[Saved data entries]
--- START ---

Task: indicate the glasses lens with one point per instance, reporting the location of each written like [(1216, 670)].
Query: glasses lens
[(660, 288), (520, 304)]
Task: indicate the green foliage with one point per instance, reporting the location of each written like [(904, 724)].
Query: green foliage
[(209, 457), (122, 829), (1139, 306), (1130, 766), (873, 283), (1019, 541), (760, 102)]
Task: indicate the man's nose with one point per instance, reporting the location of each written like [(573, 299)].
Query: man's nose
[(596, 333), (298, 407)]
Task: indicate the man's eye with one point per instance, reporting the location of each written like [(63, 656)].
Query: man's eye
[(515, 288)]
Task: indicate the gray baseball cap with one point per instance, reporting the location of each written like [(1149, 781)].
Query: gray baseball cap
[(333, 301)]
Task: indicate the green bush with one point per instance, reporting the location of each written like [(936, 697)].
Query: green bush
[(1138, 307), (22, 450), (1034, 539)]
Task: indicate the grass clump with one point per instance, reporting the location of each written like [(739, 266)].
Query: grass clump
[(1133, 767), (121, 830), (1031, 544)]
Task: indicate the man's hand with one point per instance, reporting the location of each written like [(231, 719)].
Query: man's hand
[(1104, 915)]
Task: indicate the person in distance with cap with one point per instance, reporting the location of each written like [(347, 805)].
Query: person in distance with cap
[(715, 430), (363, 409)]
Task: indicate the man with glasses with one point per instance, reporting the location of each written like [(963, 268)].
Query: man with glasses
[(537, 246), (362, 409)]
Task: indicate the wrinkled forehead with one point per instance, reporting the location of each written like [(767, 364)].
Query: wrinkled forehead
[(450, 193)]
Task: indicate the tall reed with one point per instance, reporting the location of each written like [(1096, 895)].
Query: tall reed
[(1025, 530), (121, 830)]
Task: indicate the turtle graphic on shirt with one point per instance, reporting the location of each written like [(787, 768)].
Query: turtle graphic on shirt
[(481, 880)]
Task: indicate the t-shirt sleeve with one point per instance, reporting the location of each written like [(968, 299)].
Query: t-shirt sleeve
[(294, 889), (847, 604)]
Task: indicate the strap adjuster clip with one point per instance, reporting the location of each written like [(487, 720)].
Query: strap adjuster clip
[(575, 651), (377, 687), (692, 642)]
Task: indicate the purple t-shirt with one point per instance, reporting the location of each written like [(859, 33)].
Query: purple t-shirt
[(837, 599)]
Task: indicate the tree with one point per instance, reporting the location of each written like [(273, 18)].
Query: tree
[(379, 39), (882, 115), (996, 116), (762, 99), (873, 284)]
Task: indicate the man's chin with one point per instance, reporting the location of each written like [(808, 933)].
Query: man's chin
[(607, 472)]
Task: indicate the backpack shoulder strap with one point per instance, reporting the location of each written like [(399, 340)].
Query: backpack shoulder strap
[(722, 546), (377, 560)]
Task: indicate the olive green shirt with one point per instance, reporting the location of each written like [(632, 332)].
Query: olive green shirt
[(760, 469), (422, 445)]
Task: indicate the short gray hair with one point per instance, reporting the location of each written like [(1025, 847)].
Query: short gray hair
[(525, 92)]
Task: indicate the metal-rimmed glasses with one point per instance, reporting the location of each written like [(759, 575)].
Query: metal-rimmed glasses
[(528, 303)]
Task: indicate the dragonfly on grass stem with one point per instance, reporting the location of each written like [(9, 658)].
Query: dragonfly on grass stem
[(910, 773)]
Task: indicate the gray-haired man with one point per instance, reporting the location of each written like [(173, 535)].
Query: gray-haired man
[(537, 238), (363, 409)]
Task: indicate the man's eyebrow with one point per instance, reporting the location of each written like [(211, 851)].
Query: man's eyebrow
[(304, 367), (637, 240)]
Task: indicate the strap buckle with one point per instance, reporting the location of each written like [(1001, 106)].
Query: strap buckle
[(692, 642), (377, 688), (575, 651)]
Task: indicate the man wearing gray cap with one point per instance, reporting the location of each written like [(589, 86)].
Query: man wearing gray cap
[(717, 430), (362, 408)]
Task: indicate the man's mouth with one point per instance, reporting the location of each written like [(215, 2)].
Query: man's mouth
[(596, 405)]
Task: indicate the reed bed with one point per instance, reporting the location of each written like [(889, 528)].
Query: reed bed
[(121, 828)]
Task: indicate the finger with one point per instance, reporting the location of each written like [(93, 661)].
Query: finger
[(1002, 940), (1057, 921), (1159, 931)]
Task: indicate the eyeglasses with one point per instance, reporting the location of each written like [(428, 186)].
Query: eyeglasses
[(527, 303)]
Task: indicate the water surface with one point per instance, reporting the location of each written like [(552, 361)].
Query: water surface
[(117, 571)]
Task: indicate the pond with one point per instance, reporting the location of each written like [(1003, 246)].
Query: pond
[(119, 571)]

--- END ---

§ What you have to do:
So that no detail is lost, give every line of the data again exactly.

§ Result of this exercise:
Task: indicate the glasses lens with one point per instance, reporting the location of each written like [(1216, 670)].
Query: glasses lens
[(660, 288), (520, 304)]
Task: indicate the green foliage with one point per instance, reporting the location of each written like [(904, 724)].
Query: green foliage
[(209, 457), (122, 829), (1139, 306), (1130, 766), (873, 283), (1019, 541), (760, 102)]
Task: indicate the man's nose with one point per instance, reporting the location of each written like [(573, 299)].
Query: man's nose
[(596, 333), (298, 407)]
Task: indicate the man's eye with one point per instance, reporting the location of each written like [(63, 656)].
Query: man's eye
[(515, 288)]
Task: indicate the gray baseball cap with one point per instance, reporting the location of each written like [(1149, 781)].
Query: gray baseball cap
[(333, 301)]
Task: indicate the green bush with one point per instance, reporting the location of each written like [(936, 697)].
Query: green bush
[(1138, 307), (22, 450), (1034, 539)]
Task: indicate the grass clump with one point per instance, reporting the location of each written like [(739, 266)].
Query: grass clump
[(1133, 767), (121, 830), (1031, 544)]
Task: indicate the man's hand with one point per instance, reporting the location of each written like [(231, 719)].
Query: man's hand
[(1104, 915)]
Task: indicate the person in distance with cap with one point per instance, reporting the location of each written like [(347, 805)].
Query: person in distance with cap
[(715, 430), (363, 409)]
Task: indicate the man with glasses with one point per instance, reporting the location of each written like [(963, 268)].
Query: man with glasses
[(537, 246), (362, 409)]
Task: indicate the wrinkled forehead with one point per instance, reporting the location of each written like [(767, 364)].
Query: wrinkled forehead
[(450, 193)]
Task: indicate the tall reed with one point per instance, reporting the location of each written like [(1096, 895)].
Query: tall reed
[(1025, 530), (121, 830)]
Task: indicate the turtle graphic on shirt with one point per instance, reporting the location of each written like [(787, 768)].
Query: turtle graphic on shirt
[(481, 880)]
Task: indicate the t-shirt sleeve with one point per instance, reporting the location of each written like [(968, 299)].
Query: t-shirt sleeve
[(294, 889), (847, 604)]
Task: indicate the strap adjuster clip with one point per instance, reporting the location of each written like [(487, 720)].
Query: strap adjuster clip
[(575, 651), (377, 687), (692, 642)]
Task: indicate the purple t-shirt with one point per instance, reporting the location of each written like [(859, 33)].
Query: purple t-shirt
[(837, 599)]
Task: indicate the tree with one point per instance, reporting the location of each written like [(273, 18)].
Query: tree
[(379, 39), (882, 115), (996, 116), (762, 99), (873, 284)]
Task: indicate the man's chin with one point per instance, reporting the location of each written like [(808, 933)].
Query: man's chin
[(607, 472)]
Task: indicate the backpack shoulder strap with one point per instance, reporting the location of each written like [(399, 340)].
Query: backpack shoulder strap
[(722, 546), (377, 560)]
Task: indicate the olive green shirt with one point per instance, reporting the location of each written like [(632, 332)].
Query: olive green shirt
[(760, 469), (422, 445)]
Task: indicate the short gray hair with one point per instance, reporting the location of each written like [(1025, 847)].
Query: short gray hair
[(525, 92)]
Task: indicate the metal-rimmed glasses with one point per instance, reporting the location of each written like [(759, 575)].
Query: metal-rimmed glasses
[(528, 303)]
Task: indicate the dragonfly on grass stem with one point per instance, reporting the location of each written like [(9, 658)].
Query: dragonfly on grass stem
[(910, 773)]
Task: indicate the gray-haired man with one point per instance, reporting the location of each written like [(173, 535)].
Query: gray-haired man
[(537, 238), (363, 409)]
Task: indicate the man's eyebrow with one point per instance, reporting the location of each written like [(211, 851)].
Query: man's eyebrow
[(304, 367), (637, 240)]
Task: indicate the strap buckle with one point per instance, reporting the location of each written like [(1001, 106)].
Query: strap buckle
[(692, 642), (377, 688), (575, 651)]
Task: indicate the man wearing gray cap with one point per instance, reporting the location of each written like [(589, 86)].
Query: man wearing gray cap
[(717, 430), (362, 408)]
Task: indicate the man's mouth with one point per instance, reporting the location of each written like [(215, 2)].
Query: man's mouth
[(596, 405)]
Task: indicate the reed bed with one point per instance, reporting the location of each written like [(889, 528)].
Query: reed bed
[(121, 828)]
Task: indicate the finger with one point per instance, reporting the location of each written like [(93, 661)].
Query: finger
[(1002, 940), (1057, 921), (1159, 931)]
Task: indicate the eyeglasses with one point per instance, reporting the location of each written like [(428, 186)].
Query: eyeglasses
[(527, 303)]
Task: indicate the water surface with one point per instance, reporting the location of each written like [(552, 361)].
Query: water surface
[(117, 571)]
Task: indicate the pond with one point per instance, reporting the location of each written like [(1003, 246)].
Query: pond
[(119, 571)]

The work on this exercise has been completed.